LISTED RECORDS >>
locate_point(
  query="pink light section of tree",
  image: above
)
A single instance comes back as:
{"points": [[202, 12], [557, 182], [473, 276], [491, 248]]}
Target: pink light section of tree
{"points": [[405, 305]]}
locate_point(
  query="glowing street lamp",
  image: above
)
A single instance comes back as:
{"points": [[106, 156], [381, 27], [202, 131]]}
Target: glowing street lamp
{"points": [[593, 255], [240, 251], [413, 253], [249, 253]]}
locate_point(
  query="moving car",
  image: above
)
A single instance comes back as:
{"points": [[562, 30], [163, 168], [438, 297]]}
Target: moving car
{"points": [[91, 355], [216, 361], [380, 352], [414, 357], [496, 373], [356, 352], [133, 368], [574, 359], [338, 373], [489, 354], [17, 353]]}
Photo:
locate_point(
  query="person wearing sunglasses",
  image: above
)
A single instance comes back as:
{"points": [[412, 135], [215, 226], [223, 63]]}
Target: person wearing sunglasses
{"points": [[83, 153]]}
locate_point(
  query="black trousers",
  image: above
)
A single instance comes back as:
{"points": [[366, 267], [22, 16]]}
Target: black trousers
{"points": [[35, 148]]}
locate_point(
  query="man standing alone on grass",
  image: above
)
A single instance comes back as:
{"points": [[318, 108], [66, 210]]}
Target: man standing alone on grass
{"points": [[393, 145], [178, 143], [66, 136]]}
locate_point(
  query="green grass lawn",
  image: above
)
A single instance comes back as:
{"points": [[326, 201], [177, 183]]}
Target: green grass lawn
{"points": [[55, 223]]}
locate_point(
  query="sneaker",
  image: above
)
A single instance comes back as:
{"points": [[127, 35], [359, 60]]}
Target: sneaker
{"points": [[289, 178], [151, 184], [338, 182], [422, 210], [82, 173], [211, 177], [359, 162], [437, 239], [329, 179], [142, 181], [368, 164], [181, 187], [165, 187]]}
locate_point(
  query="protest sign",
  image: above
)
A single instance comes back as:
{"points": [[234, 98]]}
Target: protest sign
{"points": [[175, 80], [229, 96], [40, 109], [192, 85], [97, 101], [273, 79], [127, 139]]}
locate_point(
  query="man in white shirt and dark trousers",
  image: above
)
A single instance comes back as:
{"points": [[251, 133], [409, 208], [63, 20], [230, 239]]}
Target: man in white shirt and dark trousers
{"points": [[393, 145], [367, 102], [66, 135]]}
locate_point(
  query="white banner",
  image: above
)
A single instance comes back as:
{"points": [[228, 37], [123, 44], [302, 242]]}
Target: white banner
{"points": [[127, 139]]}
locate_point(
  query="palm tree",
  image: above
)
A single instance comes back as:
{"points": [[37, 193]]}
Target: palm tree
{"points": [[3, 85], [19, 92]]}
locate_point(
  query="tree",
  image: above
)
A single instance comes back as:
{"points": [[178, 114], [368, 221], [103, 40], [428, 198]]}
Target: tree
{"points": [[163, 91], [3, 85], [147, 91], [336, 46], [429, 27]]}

EXERCISE GOAL >>
Write out all records exactly, keeping every detail.

FULL SOLUTION >>
locate_point(
  query="pink light section of tree",
  image: above
)
A single instance comes back as:
{"points": [[202, 12], [557, 182], [473, 276], [491, 248]]}
Target: pink light section of tree
{"points": [[405, 305]]}
locate_point(
  query="glowing street lamp",
  image: above
)
A single instance comes back as:
{"points": [[106, 156], [381, 27], [202, 131]]}
Target: glowing street lamp
{"points": [[593, 255], [240, 251], [413, 253], [249, 253]]}
locate_point(
  query="moving car",
  image: above
)
A single instance comes back as:
{"points": [[562, 30], [163, 168], [438, 297]]}
Target: moving car
{"points": [[91, 355], [216, 361], [380, 352], [414, 357], [496, 373], [356, 352], [133, 368], [574, 359], [338, 373], [489, 354], [17, 353]]}
Photo:
locate_point(
  query="person wearing sunglasses",
  image: above
)
A single instance comes back as:
{"points": [[412, 135], [215, 226], [223, 63]]}
Target: person wearing sunglasses
{"points": [[83, 153]]}
locate_point(
  query="black trousers",
  image: above
)
A single instance comes back as:
{"points": [[366, 267], [22, 16]]}
Target: black trousers
{"points": [[35, 148]]}
locate_point(
  query="man standing alone on grass",
  image: above
)
A single instance comes back as:
{"points": [[318, 108], [66, 210]]}
Target: man standing alone on grass
{"points": [[393, 145], [178, 143], [66, 136]]}
locate_point(
  query="green grass lawn",
  image: above
)
A single instance comes back as:
{"points": [[326, 201], [177, 183]]}
Target: green grass lawn
{"points": [[55, 223]]}
locate_point(
  query="sneaker",
  image: above
)
A single instance comes back as:
{"points": [[127, 35], [359, 60]]}
Target: sneaker
{"points": [[289, 178], [151, 184], [338, 182], [422, 210], [82, 173], [211, 177], [359, 162], [437, 239], [329, 179], [142, 181], [368, 164], [181, 187], [165, 187]]}
locate_point(
  query="protest sign",
  image: above
)
A single instance comes back as:
{"points": [[234, 98]]}
Target: protest sign
{"points": [[175, 80], [229, 96], [40, 109], [192, 85], [97, 101], [273, 79], [127, 139]]}
locate_point(
  query="man in white shirt and dark trousers",
  image: above
)
A single instance comes back as:
{"points": [[251, 133], [409, 208], [63, 20], [230, 239]]}
Target: man in white shirt and dark trousers
{"points": [[393, 145], [367, 102], [66, 135]]}
locate_point(
  query="white banner",
  image: above
)
A single instance comes back as:
{"points": [[228, 37], [123, 44], [302, 242]]}
Target: white banner
{"points": [[127, 139]]}
locate_point(
  query="palm tree",
  image: above
)
A single instance comes back as:
{"points": [[37, 193]]}
Target: palm tree
{"points": [[3, 85], [19, 92]]}
locate_point(
  query="tree",
  image: above
)
A single instance comes back as:
{"points": [[178, 114], [368, 221], [103, 40], [428, 198]]}
Target: tree
{"points": [[163, 91], [3, 85], [147, 91], [336, 46], [429, 27]]}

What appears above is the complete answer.